→ **Directions**
Substitute "tan coat" for "beige coat" in the lines starting with the one containing "Where can the beige" and going on through the one containing "point(212, 100)", leaving everything else unchanged. Return only those lines.

→ **Data supplied**

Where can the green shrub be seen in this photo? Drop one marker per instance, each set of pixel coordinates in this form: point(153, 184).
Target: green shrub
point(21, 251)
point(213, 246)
---
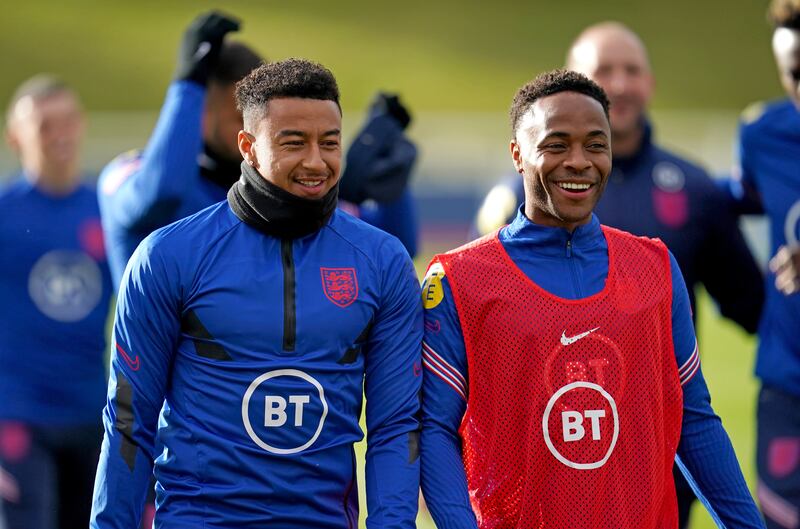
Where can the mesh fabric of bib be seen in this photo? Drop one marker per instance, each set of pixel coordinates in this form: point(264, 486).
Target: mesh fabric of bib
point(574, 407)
* * *
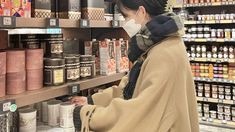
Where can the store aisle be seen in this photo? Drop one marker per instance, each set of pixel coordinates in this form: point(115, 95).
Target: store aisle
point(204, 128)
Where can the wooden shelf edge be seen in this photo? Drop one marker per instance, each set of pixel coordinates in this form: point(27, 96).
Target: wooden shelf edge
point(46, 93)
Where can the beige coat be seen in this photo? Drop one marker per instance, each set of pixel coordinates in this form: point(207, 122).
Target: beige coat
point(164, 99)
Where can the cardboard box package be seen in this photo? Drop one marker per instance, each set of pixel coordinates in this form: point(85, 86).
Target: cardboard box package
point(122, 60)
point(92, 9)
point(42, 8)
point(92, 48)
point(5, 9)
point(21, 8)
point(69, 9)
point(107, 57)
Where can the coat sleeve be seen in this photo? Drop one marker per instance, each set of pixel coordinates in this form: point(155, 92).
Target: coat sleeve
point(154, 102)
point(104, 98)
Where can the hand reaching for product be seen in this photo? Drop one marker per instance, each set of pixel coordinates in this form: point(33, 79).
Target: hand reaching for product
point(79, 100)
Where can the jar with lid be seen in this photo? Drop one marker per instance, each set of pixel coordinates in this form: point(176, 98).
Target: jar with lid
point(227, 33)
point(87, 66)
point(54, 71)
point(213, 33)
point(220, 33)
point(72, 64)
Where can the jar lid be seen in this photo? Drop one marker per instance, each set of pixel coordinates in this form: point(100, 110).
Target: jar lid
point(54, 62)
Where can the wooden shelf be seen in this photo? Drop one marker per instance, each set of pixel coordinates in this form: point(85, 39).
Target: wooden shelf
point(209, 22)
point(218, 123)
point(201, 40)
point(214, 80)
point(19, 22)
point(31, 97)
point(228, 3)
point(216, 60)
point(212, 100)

→ **Reply**
Where can the tan coat be seen in this photo? Drop one marker per instance, each set of pixel coordinates in this form: point(207, 122).
Target: tan coat
point(164, 99)
Where can the cardboard box package be seen in this photo? Drop one marker per instance, each set of pixel coordinates in this form: point(85, 86).
Target: cardboard box package
point(122, 60)
point(92, 9)
point(42, 8)
point(92, 48)
point(5, 9)
point(21, 8)
point(69, 9)
point(107, 57)
Where can the coat sleeve be seen in this photo? Drop one marker per instance, each set of pixel coordinates in this form: point(155, 92).
Target: coat sleeve
point(154, 102)
point(104, 98)
Where can the hand reaching for product be seen in this photo? Drop one marker per instance, each set of pixel coordinates in this form: point(33, 79).
Target: hand reaching for product
point(79, 100)
Where can the jar with lid be seen in this photo? Drop one marker per instance, each set of pixel coordinates in this form: point(176, 98).
Target: jar with lid
point(227, 33)
point(87, 66)
point(54, 71)
point(213, 33)
point(220, 33)
point(72, 64)
Where can the jar lid be seen in this photo? Drop one marker per instance, each set of pixel coordinates in this form: point(100, 110).
Target: jar lid
point(54, 62)
Where can the wooden shelf be seen in this photo? Drop one marker per instance, each set of pixel coordinates in this form: point(85, 39).
Target: wooden shelf
point(209, 22)
point(218, 123)
point(201, 40)
point(214, 80)
point(19, 22)
point(31, 97)
point(228, 3)
point(216, 60)
point(212, 100)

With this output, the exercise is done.